The problem:
Copy every line from the one containing "point: road arrow" down to the end of the items below, keeping each line exactly as it appears.

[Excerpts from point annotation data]
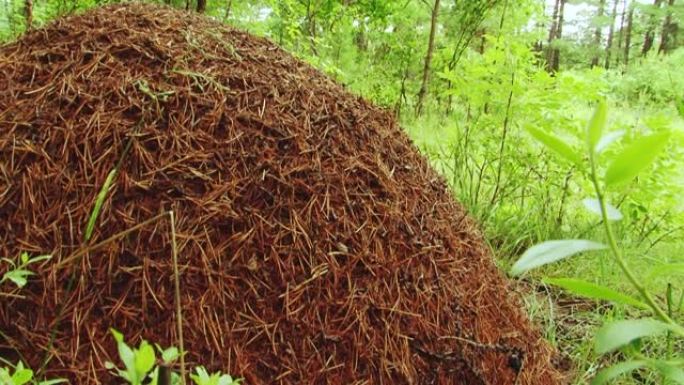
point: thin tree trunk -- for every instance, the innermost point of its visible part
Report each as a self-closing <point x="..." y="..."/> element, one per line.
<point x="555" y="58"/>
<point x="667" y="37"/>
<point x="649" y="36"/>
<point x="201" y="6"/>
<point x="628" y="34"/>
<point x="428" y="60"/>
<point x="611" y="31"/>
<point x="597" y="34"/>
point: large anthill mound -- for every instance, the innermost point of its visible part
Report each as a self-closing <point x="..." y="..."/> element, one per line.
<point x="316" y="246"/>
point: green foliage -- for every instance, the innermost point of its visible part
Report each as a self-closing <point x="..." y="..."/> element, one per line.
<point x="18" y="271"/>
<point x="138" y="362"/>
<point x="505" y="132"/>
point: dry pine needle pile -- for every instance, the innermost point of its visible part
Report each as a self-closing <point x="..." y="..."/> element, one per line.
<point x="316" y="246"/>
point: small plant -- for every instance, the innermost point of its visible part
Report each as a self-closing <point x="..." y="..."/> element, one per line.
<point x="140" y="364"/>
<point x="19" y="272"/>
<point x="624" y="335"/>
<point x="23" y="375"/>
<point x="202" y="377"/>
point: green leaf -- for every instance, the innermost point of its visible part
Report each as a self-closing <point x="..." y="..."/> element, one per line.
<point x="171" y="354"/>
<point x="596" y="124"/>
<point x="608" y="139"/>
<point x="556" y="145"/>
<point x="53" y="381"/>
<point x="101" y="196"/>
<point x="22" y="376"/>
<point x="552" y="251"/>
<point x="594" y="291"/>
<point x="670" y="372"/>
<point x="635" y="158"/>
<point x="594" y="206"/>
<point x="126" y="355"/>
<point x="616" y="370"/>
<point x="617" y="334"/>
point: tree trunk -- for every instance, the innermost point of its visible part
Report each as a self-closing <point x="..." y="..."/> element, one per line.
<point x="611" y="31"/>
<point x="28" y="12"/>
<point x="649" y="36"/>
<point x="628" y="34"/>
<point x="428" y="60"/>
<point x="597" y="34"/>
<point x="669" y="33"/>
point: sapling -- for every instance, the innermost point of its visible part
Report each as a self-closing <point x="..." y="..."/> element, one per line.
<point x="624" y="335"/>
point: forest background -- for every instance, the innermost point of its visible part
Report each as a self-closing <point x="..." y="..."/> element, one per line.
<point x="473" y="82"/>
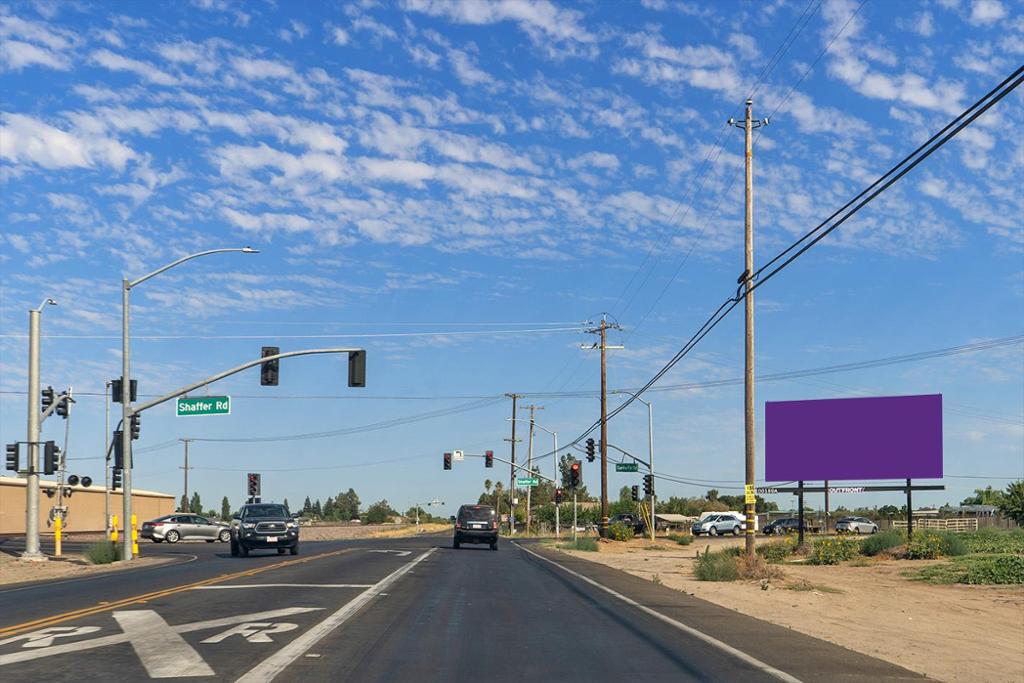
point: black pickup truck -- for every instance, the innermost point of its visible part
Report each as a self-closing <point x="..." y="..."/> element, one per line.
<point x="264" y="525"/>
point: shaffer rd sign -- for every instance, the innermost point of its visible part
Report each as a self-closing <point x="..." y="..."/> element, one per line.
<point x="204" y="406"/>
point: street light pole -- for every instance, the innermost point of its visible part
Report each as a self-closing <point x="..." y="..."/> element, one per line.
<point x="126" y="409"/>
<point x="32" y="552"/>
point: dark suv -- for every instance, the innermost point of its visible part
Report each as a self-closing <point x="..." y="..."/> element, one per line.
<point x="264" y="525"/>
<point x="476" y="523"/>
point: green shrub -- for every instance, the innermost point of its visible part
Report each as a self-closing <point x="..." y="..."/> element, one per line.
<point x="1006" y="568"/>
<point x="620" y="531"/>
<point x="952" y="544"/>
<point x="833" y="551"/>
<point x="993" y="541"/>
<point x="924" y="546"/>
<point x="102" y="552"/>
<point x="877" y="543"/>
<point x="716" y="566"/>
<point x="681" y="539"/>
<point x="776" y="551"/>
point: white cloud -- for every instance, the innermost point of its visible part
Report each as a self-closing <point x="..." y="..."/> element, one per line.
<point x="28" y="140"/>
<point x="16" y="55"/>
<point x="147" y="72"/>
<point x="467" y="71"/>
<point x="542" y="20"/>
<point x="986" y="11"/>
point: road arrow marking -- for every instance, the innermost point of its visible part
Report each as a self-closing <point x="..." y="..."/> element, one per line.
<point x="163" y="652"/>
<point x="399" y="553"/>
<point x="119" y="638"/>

Response to the exercise:
point: road arrow marking -- for every instance, the innermost point of its visible part
Report each as a self-closing <point x="..." y="..."/> element, one per line.
<point x="163" y="652"/>
<point x="399" y="553"/>
<point x="119" y="638"/>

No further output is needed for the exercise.